▸ Trecho para leitura
┌────────

Após relembrarmos a primeira metade da década, em que a encomenda aos compositores começou a ser mais comum e os refrães falsos passaram a ser mais utilizados, chegou a vez d
os enredos críticos e sociais, motivados principalmente pela gestão Marcelo Crivella e seu péssimo tratamento às escolas de samba. Sambas inesquecíveis foram cantados nestes últimos cinco anos.



Quem me chamou... Mangueira
Chegou a hora, não dá mais pra segurar
Quem me chamou... Chamou pra sambar
Não mexe comigo, eu sou a menina de Oyá
Não mexe comigo, eu sou a menina de Oyá

No primeiro desfile sem a famosa torre da TV (derrubada em julho de 2015) que atrapalhou por duas vezes a Mangueira, a verde-e-rosa começaria a mudar a história recente dos desfiles ao anunciar a contratação do jovem carnavalesco Leandro Vieira, que se destacou na Caprichosos de Pilares na Série A-2015. O artista de imediato lançou um enredo em homenagem a uma das maiores vozes da história da MPB, com direito a matéria no Jornal Nacional: "Maria Bethânia - A Menina dos Olhos de Oyá". Exaltar grandes nomes da música sempre foi sinônimo de conquistas para os mangueirenses, vide Braguinha, Dorival Caymmi e Chico Buarque. No entanto, o enredo teria um toque afro, do qual a escola não é acostumada. Logo, haveria muita expectativa quanto sua apresentação, a última do Grupo Especial de 2016. Ainda mais com os últimos desfiles ruins da escola e a arriscada aposta num carnavalesco novato.

└────────

▸ Objetivo do exercício
Por favor, continue o texto acima sobre os desfiles das escolas de samba a partir da última frase.

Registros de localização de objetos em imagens
┌────────

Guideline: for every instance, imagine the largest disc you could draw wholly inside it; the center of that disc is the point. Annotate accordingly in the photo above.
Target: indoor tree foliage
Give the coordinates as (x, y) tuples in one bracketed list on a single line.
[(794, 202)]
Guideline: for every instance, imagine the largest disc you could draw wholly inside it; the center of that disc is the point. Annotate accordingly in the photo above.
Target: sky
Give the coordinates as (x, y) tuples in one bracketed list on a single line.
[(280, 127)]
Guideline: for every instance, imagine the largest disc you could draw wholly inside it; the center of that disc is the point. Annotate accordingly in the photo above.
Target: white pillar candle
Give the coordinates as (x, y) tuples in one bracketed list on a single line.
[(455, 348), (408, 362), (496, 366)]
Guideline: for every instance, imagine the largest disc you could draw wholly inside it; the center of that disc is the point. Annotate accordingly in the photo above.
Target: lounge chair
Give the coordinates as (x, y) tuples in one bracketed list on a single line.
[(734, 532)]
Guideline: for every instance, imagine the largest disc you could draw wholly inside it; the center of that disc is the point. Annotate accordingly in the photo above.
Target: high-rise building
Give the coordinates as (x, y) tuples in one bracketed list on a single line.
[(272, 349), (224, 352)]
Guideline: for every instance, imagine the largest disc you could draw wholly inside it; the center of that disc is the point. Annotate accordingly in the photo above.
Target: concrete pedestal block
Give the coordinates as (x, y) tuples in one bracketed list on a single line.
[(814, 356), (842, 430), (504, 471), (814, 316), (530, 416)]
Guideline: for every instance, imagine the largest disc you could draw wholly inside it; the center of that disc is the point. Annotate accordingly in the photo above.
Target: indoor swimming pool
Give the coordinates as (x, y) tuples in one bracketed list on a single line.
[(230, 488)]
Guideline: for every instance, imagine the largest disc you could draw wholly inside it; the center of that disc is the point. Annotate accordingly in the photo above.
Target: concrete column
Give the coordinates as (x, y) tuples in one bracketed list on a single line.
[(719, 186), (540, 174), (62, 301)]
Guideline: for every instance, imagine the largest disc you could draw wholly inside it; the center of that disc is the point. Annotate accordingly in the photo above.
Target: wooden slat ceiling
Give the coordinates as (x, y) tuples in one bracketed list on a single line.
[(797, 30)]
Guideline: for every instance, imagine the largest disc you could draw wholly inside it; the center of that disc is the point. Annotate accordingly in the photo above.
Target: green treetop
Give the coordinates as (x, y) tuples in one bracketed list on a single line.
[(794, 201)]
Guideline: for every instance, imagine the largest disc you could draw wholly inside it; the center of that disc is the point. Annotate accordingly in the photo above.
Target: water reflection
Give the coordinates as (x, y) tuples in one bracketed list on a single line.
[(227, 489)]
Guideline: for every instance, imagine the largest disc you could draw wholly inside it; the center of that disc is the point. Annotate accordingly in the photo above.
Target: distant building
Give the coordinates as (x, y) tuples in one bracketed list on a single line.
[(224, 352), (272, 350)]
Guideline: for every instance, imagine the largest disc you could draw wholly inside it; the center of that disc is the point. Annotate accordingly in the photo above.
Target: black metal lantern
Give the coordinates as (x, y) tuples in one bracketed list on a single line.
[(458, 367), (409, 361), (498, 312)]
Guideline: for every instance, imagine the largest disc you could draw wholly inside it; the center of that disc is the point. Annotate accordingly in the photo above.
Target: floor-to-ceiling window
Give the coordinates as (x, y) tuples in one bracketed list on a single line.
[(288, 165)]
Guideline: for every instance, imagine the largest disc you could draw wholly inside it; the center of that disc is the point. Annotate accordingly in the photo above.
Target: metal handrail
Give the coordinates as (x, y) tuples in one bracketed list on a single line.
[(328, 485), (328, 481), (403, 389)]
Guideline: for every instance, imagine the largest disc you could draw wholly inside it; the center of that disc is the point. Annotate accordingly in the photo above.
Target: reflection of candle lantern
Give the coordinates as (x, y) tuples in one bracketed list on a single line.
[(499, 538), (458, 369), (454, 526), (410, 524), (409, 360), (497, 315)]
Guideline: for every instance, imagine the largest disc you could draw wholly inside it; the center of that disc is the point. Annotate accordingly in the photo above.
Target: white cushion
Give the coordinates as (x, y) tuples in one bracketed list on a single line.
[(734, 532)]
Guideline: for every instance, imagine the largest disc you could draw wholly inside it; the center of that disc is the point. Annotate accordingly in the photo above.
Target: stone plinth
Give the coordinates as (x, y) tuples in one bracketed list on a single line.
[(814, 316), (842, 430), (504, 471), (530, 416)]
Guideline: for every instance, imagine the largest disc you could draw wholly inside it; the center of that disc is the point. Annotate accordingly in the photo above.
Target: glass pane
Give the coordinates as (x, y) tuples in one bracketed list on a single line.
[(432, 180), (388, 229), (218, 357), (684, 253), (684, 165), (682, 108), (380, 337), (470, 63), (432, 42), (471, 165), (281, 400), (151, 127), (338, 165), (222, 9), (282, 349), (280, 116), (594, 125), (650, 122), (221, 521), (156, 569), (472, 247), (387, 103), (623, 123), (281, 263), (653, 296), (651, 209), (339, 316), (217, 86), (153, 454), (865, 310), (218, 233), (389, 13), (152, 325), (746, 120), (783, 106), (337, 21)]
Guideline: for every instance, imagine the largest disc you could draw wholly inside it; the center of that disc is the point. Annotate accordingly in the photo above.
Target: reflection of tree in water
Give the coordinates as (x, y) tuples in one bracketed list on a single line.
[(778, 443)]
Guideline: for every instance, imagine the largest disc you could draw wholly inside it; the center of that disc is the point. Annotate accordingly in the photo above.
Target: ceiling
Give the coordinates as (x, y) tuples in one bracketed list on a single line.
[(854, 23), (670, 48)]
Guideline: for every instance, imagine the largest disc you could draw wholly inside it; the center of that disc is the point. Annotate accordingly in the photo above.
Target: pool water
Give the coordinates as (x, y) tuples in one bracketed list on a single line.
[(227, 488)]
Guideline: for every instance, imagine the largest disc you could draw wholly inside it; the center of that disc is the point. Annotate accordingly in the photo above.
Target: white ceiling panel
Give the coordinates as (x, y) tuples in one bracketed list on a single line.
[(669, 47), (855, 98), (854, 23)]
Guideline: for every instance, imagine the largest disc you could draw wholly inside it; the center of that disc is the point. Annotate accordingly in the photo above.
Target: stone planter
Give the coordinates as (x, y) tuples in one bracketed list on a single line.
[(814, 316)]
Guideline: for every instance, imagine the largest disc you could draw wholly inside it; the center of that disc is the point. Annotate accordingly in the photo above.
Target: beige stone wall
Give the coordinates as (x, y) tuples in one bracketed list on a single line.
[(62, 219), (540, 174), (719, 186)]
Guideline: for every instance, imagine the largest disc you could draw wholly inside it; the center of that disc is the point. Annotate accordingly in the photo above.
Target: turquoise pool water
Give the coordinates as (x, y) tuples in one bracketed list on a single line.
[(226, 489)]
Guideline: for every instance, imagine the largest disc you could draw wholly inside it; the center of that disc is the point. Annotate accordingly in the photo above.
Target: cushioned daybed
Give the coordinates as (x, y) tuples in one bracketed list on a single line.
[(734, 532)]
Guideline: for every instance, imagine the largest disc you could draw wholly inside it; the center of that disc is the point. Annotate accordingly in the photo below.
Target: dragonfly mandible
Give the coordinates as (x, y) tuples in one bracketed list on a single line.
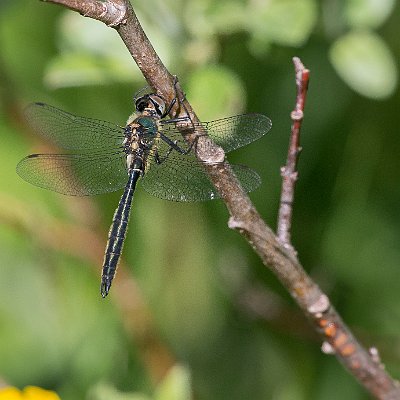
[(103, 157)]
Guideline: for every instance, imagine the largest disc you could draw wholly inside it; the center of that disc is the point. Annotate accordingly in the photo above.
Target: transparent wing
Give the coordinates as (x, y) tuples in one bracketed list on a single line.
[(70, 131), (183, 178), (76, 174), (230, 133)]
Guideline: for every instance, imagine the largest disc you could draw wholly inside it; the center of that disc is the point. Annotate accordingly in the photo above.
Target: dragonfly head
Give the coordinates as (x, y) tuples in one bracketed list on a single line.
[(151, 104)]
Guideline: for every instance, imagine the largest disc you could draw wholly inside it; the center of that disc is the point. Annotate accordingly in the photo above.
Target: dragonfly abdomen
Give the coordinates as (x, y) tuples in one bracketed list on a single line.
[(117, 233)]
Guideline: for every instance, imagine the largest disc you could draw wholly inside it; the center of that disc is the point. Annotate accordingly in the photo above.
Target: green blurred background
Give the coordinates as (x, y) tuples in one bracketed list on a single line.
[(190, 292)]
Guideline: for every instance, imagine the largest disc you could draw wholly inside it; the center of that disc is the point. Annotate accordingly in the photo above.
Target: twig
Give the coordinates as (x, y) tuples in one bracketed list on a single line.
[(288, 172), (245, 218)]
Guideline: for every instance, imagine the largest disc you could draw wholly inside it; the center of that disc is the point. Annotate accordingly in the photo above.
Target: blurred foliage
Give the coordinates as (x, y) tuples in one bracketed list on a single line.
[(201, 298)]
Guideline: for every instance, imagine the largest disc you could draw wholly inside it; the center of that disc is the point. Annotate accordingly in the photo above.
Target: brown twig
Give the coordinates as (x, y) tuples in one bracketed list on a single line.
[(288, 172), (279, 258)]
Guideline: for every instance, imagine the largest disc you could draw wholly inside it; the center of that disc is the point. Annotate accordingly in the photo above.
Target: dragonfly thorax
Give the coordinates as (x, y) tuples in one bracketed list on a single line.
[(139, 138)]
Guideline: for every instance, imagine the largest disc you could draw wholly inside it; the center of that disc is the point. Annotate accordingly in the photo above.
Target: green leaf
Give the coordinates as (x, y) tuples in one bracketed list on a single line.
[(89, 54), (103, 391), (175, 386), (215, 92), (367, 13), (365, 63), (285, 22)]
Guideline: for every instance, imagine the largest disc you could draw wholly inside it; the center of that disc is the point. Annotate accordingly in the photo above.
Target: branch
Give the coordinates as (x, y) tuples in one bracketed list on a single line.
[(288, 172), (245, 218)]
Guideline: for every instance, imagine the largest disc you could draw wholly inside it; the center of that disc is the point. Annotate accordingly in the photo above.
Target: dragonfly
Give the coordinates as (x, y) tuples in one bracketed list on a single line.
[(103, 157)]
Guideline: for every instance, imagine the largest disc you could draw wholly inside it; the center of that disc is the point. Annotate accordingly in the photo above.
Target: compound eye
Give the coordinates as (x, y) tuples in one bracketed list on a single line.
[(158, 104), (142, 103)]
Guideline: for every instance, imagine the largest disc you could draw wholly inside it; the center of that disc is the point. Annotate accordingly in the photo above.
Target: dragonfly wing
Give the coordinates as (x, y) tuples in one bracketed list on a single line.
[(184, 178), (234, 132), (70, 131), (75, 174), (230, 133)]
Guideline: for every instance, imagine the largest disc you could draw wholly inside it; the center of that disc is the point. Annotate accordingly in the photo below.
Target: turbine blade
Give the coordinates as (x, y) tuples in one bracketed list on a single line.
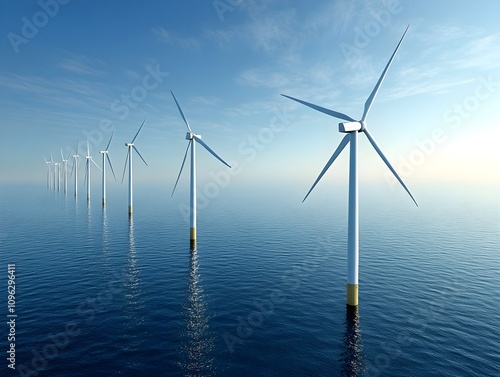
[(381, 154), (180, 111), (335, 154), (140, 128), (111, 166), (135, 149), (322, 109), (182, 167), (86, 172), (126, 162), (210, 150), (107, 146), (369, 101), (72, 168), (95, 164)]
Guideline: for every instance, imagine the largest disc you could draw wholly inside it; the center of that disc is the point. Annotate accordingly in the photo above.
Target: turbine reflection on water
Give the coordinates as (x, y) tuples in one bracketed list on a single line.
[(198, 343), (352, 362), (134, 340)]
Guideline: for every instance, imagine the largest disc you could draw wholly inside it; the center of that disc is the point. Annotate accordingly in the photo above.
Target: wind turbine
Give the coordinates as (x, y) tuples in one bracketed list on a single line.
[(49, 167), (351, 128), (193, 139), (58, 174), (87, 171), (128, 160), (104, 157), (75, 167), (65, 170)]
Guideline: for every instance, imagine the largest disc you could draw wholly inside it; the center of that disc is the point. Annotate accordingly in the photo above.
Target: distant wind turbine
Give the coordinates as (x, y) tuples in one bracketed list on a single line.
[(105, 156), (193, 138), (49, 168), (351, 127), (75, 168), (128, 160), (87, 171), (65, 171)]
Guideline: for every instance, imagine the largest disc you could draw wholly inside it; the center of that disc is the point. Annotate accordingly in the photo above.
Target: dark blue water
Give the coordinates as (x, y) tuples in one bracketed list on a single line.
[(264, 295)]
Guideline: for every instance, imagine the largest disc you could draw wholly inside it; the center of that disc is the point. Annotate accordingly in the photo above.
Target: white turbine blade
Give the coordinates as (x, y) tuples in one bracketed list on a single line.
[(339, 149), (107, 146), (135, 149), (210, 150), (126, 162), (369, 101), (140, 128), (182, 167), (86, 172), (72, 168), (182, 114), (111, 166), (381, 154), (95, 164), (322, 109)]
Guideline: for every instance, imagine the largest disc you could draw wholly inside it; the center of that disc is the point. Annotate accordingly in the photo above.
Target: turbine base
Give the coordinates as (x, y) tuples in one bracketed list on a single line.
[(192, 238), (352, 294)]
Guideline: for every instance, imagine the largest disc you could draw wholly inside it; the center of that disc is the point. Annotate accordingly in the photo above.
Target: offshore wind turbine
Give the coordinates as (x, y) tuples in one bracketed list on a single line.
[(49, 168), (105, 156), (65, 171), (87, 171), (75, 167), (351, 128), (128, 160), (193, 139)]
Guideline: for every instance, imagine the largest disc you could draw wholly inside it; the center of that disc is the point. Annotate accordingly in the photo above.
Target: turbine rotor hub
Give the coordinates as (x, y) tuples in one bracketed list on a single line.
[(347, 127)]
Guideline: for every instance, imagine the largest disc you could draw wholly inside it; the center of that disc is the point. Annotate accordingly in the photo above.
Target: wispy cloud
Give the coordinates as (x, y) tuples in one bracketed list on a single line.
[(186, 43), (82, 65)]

└────────

▸ Resposta escrita
Entra na roda, ô Maria
Gira a poeira
Quero ver você sambar
No embalo da Mangueira

Defendido por Bico Doce e Ciganerey (com este sucedendo Luizito após sua morte em setembro de 2015), o samba vitorioso na disputa que embalaria o campeonato da Mangueira (quebrando um jejum de 14 anos) tinha muita qualidade e é inesquecível, mantendo a marca da agremiação ser a única a vencer o Carnaval em todas as décadas. Mas a magistral obra concorrente do saudoso Tantinho, que caiu na semifinal, até hoje é lembrada por muito carinho pelos aficionados. De maneira ao próprio sambista gravá-la no CD lançado por Bethânia em homenagem à verde-e-rosa em 2019, "Mangueira - A Menina dos meus Olhos". Na minha opinião, o melhor samba-enredo derrotado da década.



É que eu sou malandro batuqueiro
Cria lá do morro do Salgueiro
Se não acredita, vem no meu samba pra ver
O couro vai comer!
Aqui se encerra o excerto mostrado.